• _Task requirements_
Could you print everything in the article on retail investors from "Sensible advice from" down to "inexperienced at selling.", word for word?

• _Document passage_
FOMO is real – avoid it at all investment cost

Sensible advice from someone knowledgeable with no axe to grind is hard to find – but these tips for “retail investors”, ie beginners, and those who are “effectively clueless”, go a long way towards putting the mystery of investing in these turbulent times into context. – Sandra Laurence

Tips for retail investors from ‘professionals’

By Dawn Ridler*

Dawn Ridler

How can the ordinary investors, the people on the street, called ‘retail investors’ by professionals, navigate these turbulent times? The biggest problem these retail investors have, especially if they have been investing in US markets, is that they have had very little experience in hard corrections in markets, and what to do when this happens. Quite simply, investors who have become used to this rampant bull market are inexperienced at selling. 

Retail investors inevitably have dozens of conflicting thoughts running through their heads: 

  1. If I sell now, I am just locking in my loss. Time to hold. 
  2. If I sell the position, what will I do with the money? 
  3. What if everything is going down?
  4.  I read an article or listened to someone that said the company is still good so that it might go back up. I need to be patient.

• _Record extracts_
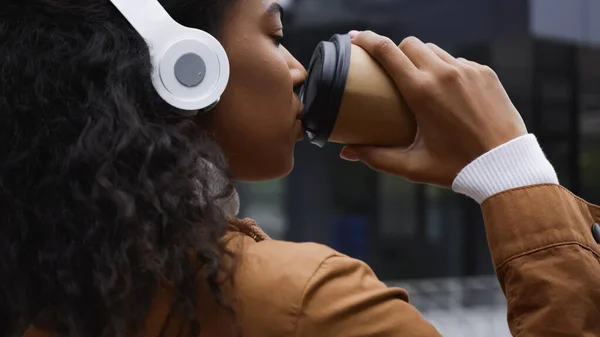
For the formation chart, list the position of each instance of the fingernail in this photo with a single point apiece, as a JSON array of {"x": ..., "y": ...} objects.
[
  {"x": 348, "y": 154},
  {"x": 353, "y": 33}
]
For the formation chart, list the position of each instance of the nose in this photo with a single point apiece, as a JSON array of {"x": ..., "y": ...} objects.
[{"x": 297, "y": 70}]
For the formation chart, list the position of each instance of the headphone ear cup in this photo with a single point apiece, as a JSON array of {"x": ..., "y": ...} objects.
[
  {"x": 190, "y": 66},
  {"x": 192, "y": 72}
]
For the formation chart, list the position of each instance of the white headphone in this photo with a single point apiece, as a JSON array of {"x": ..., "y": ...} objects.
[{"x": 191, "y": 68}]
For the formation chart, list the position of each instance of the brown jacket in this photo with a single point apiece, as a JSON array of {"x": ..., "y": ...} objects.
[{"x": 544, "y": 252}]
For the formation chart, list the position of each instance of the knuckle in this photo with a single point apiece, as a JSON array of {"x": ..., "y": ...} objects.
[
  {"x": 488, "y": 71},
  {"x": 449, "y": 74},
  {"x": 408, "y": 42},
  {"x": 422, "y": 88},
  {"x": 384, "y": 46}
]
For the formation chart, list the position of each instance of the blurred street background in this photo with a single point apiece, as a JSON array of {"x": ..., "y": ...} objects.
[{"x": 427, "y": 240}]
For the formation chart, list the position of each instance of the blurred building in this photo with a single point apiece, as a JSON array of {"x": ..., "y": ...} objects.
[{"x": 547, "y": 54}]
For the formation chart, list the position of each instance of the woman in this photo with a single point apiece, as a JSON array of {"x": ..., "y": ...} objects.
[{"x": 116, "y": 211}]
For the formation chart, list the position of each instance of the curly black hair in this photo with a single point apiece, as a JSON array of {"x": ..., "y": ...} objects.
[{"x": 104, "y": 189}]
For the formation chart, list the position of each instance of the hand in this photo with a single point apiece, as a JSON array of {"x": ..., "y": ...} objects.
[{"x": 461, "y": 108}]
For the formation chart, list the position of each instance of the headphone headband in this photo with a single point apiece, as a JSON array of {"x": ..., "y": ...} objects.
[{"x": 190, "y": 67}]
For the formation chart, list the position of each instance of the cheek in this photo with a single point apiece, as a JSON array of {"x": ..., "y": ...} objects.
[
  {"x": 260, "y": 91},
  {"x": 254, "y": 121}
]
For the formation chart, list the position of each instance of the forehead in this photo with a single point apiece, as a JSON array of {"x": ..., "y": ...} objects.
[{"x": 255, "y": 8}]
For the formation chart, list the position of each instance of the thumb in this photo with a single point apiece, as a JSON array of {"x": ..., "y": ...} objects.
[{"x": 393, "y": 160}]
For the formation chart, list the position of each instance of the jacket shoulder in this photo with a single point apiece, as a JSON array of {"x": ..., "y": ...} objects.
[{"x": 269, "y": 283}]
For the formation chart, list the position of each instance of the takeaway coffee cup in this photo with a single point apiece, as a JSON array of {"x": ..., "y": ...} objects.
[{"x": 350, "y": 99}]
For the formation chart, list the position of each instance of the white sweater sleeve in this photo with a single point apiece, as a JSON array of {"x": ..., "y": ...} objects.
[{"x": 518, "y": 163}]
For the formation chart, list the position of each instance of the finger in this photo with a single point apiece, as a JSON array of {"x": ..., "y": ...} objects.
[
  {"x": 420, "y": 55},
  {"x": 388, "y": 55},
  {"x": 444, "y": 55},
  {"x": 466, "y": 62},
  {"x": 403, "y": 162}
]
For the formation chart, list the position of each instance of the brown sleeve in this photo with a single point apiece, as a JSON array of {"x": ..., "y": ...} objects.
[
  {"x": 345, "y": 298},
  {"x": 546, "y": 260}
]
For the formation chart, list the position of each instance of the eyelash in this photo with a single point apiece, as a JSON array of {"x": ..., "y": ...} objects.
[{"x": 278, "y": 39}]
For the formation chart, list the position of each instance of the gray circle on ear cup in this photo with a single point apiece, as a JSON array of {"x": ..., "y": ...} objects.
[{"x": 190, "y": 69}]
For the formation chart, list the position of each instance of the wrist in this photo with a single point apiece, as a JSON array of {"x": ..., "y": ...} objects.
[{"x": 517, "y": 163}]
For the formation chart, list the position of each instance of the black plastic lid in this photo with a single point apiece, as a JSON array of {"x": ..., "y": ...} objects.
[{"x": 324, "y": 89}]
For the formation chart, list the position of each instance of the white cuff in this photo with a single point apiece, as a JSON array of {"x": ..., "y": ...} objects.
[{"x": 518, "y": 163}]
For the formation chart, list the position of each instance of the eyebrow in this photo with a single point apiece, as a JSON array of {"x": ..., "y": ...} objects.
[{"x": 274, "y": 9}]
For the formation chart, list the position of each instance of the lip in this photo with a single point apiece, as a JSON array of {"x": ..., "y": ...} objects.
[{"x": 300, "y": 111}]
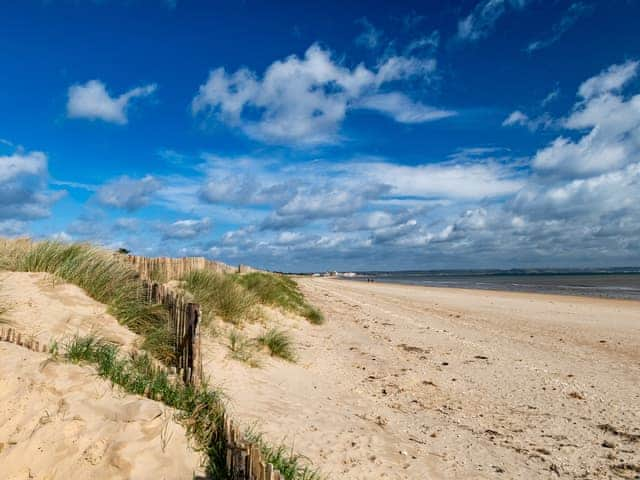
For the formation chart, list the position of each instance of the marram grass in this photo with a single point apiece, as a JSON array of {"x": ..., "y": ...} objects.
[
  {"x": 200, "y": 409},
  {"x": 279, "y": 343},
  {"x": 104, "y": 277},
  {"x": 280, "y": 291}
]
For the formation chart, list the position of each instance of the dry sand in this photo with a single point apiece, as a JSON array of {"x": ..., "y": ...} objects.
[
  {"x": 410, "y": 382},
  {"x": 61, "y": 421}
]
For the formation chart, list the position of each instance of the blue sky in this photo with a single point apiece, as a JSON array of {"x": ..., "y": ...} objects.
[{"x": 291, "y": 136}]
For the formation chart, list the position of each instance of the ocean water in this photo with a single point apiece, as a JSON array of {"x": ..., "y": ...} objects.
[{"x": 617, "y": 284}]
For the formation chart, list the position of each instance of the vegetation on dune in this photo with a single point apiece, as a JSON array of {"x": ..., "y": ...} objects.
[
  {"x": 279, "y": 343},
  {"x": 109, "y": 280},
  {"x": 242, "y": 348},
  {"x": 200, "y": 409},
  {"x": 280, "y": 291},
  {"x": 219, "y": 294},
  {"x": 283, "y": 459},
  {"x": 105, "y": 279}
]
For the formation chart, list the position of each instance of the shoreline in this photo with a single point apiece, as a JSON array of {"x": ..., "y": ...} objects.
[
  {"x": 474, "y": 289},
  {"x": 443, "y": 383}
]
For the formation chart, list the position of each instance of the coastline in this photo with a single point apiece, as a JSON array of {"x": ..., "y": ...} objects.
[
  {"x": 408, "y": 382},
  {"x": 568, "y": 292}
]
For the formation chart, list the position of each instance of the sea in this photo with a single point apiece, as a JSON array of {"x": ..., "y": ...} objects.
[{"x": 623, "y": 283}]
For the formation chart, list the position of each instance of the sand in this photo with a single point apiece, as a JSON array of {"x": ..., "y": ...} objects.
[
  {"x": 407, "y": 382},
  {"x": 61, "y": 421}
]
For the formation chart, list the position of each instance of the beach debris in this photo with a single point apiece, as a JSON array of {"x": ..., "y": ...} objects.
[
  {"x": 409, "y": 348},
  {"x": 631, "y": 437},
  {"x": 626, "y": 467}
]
==
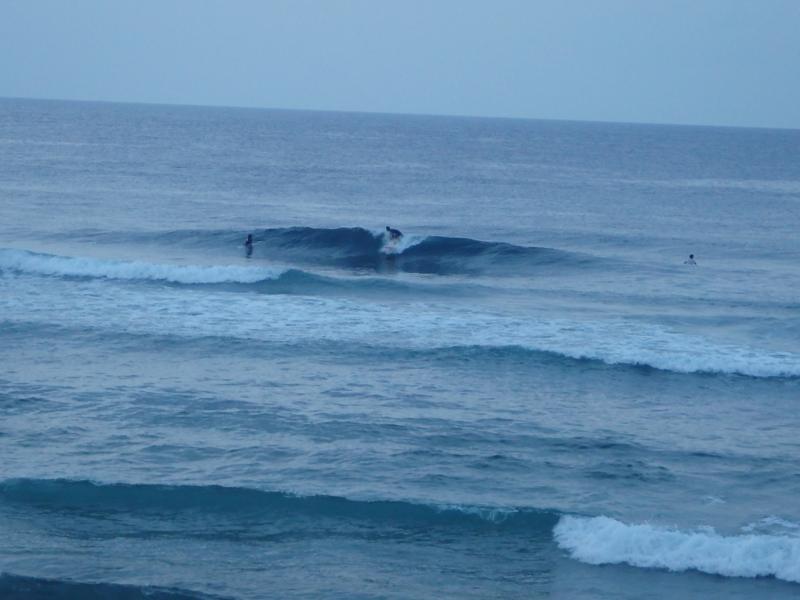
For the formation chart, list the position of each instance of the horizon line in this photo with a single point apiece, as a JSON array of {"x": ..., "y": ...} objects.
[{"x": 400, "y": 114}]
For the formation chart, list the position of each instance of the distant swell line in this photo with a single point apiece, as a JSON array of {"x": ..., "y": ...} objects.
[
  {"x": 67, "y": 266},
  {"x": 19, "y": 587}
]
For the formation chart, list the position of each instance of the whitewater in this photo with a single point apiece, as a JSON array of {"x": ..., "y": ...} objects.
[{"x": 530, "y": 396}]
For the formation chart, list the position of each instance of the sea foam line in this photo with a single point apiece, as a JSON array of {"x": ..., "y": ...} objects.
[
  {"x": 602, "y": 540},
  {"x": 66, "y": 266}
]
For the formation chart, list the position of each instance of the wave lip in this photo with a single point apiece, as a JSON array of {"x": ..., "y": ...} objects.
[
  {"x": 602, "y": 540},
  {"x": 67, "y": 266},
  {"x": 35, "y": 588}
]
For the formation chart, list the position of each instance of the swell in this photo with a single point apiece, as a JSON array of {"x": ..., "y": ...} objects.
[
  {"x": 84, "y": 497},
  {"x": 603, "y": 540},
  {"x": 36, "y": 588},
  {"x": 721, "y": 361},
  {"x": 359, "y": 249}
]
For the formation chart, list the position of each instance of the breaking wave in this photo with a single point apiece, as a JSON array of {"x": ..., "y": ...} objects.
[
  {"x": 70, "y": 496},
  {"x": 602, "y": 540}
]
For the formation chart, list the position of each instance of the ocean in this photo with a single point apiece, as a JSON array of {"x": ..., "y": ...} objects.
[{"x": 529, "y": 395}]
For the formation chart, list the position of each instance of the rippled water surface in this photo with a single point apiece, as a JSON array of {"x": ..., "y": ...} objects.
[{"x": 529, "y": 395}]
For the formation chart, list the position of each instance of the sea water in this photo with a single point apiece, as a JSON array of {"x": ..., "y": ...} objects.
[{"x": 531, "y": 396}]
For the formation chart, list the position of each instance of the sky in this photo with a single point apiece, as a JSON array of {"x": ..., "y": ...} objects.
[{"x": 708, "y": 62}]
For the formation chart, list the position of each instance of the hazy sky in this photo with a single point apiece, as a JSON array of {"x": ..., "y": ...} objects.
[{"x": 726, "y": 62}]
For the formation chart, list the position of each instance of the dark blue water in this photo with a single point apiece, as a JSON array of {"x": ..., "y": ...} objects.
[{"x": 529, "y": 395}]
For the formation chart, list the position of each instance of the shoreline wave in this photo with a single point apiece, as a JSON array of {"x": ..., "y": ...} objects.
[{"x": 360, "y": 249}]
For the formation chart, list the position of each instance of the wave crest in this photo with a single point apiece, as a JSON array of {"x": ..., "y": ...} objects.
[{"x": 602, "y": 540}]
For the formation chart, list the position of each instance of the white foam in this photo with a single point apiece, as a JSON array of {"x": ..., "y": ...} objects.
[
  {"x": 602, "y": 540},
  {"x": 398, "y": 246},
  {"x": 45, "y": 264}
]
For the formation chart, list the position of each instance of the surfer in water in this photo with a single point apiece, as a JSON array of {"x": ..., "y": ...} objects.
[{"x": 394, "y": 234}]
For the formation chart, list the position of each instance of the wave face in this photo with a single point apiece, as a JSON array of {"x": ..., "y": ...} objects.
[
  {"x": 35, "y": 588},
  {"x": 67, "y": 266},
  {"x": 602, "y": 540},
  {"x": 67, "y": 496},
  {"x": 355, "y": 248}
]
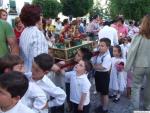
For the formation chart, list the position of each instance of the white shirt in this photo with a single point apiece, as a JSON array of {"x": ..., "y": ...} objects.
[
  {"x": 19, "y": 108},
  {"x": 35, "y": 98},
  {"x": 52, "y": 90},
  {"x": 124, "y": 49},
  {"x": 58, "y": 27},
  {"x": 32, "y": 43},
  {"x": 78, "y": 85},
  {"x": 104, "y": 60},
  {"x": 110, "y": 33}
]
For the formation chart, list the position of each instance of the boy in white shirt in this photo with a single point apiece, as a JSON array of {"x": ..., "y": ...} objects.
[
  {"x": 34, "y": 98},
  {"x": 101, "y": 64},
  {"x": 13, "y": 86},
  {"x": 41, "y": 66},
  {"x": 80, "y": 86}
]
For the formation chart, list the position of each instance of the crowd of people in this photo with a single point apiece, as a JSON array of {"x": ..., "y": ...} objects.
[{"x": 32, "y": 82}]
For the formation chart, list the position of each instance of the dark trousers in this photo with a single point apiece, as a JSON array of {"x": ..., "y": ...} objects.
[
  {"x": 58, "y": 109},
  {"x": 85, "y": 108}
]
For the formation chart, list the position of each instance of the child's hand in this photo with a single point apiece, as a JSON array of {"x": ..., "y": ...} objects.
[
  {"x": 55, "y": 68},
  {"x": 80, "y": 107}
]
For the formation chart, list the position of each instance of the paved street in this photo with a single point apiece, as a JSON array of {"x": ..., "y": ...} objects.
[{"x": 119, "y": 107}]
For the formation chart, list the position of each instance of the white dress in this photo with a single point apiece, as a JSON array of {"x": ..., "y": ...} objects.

• _Worked solution_
Sensible advice from someone knowledgeable with no axe to grind is hard to find – but these tips for “retail investors”, ie beginners, and those who are “effectively clueless”, go a long way towards putting the mystery of investing in these turbulent times into context. – Sandra Laurence

Tips for retail investors from ‘professionals’

By Dawn Ridler*

Dawn Ridler

How can the ordinary investors, the people on the street, called ‘retail investors’ by professionals, navigate these turbulent times? The biggest problem these retail investors have, especially if they have been investing in US markets, is that they have had very little experience in hard corrections in markets, and what to do when this happens. Quite simply, investors who have become used to this rampant bull market are inexperienced at selling.